• GOAL
All the data should come back exactly as it was given.

• SOURCE DATA
-*-

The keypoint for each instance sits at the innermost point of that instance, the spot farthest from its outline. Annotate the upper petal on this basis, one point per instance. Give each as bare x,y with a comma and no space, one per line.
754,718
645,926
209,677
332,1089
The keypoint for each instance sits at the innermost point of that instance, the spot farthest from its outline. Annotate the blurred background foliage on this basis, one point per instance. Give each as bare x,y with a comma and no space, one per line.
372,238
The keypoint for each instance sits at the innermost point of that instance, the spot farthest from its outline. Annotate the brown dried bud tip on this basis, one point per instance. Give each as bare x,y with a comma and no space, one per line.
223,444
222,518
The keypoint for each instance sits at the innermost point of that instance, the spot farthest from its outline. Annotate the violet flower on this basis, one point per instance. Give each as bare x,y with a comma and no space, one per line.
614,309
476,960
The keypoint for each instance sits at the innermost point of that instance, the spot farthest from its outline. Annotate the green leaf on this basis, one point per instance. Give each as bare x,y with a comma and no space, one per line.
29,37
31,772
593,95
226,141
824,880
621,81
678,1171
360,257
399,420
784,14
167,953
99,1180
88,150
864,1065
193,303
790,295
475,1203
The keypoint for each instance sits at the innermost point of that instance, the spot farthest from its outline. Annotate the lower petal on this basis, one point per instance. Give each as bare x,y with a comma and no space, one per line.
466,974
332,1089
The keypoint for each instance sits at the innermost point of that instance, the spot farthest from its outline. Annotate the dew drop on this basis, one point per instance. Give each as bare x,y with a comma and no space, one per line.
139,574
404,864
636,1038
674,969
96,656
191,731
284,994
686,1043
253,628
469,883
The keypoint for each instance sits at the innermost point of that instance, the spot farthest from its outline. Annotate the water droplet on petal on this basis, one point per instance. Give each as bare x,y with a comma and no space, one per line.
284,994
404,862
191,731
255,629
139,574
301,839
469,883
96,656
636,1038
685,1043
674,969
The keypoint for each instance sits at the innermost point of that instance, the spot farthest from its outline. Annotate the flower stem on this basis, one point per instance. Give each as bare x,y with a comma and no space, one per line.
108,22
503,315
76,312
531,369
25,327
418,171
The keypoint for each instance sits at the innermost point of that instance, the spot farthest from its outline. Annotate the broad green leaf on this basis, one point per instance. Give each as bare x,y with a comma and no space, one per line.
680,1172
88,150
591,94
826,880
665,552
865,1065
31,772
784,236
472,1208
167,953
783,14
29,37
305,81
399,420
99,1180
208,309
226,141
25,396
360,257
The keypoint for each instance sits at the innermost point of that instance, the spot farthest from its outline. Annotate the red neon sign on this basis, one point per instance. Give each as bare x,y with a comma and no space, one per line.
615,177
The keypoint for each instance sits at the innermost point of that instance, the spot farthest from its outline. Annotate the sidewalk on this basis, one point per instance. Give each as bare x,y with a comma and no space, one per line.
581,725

-*-

• RESPONSE
The keypoint for each instance sits at the innermost point of that instance, the spot farthest from its outline. Annotate the upper petal on this basis, one point per instance. Give each as bare x,y with a comma and no space, one per line.
754,718
645,926
209,677
332,1089
The keypoint for each instance sits at the innermost point of that instance, the spot farthest from its outline. Annotate the blurred background foliage on this basis, one point per instance. Give each as bare x,y with a comma and no space, one per line.
372,238
The keypoint for each instance sits at the innermost point of that instance, the spot farthest from its outline. Annotate the brown dried bud tip on this basis, one point per instance. Give each as bare x,y with a comma and no space, one per line.
223,444
222,518
The keypoint for each instance sits at the innermost point of that instance, the spot farthest from its outline. Annotate the violet flower on this basis, one point per instance. Give each as bare x,y with a comma and no space, one per line.
614,309
476,960
The keypoint for each instance sits at the innermost point of that instance, the spot farthest from its outline. Annotate the green leaf on this basis, one point per instance. Give each as bare x,y with a comma and no space, one per line.
29,37
31,772
593,95
226,141
824,880
621,81
678,1171
360,257
399,420
784,14
167,953
99,1180
88,150
864,1065
193,303
790,295
475,1203
The keypoint for each instance sits at the innermost point of that instance, the spot farthest from its outline. Annotate the lower petal on this basis, one point per instance. Give each as bare x,y with a comma and no space, one per line.
466,974
332,1089
The keypoint for each instance sits at the innermost point of that instance, the spot farthest from its outline. Annotate the dew drop on this basis, one point per instance. Give each as bare x,y with a comma and no space, one per line.
139,574
404,864
636,1038
674,969
96,656
191,731
284,994
686,1043
253,628
469,883
The keypoint for each instance sits at the innermost point of that instance, the spot farthest from its outline. Annotate the water droplet on petal on this basis, one point per instance. Give each as bare x,y with a comma and no space, one per line.
284,994
404,862
191,731
255,629
139,574
301,839
469,883
96,656
636,1038
685,1043
674,969
The keypoint for each instance sits at the innermost point of that instance, the spot farthest from its outline. Annotate the flower stem on this basis, one point per instance. Give each as bare x,y with a comma and no space, one per line.
108,22
503,315
76,312
531,369
25,327
418,171
The keypoint for each instance sits at the innermost point of that instance, the spot farthest from its outline. Annotate the broad green leaf on this basis, one point per instance. Give each as bare x,y with a comma and no space, one per line.
680,1172
88,150
591,94
826,880
665,552
865,1065
31,772
784,236
472,1208
167,953
783,14
29,37
305,81
399,420
99,1180
208,309
226,141
25,396
360,257
The keypoint for each instance sits at the innermost point of that instance, the spot farthest from its outline. Annotate the red neon sign on this basis, one point per instance. Give each as bare x,y with a comma and no space, one per line.
615,177
The keypoint for each instance sits at the innermost point of that instance, the spot farthest from its outline. Annotate the sidewalk on this basis, one point per instance. Give each as bare x,y with a comma and no space, one per line.
581,725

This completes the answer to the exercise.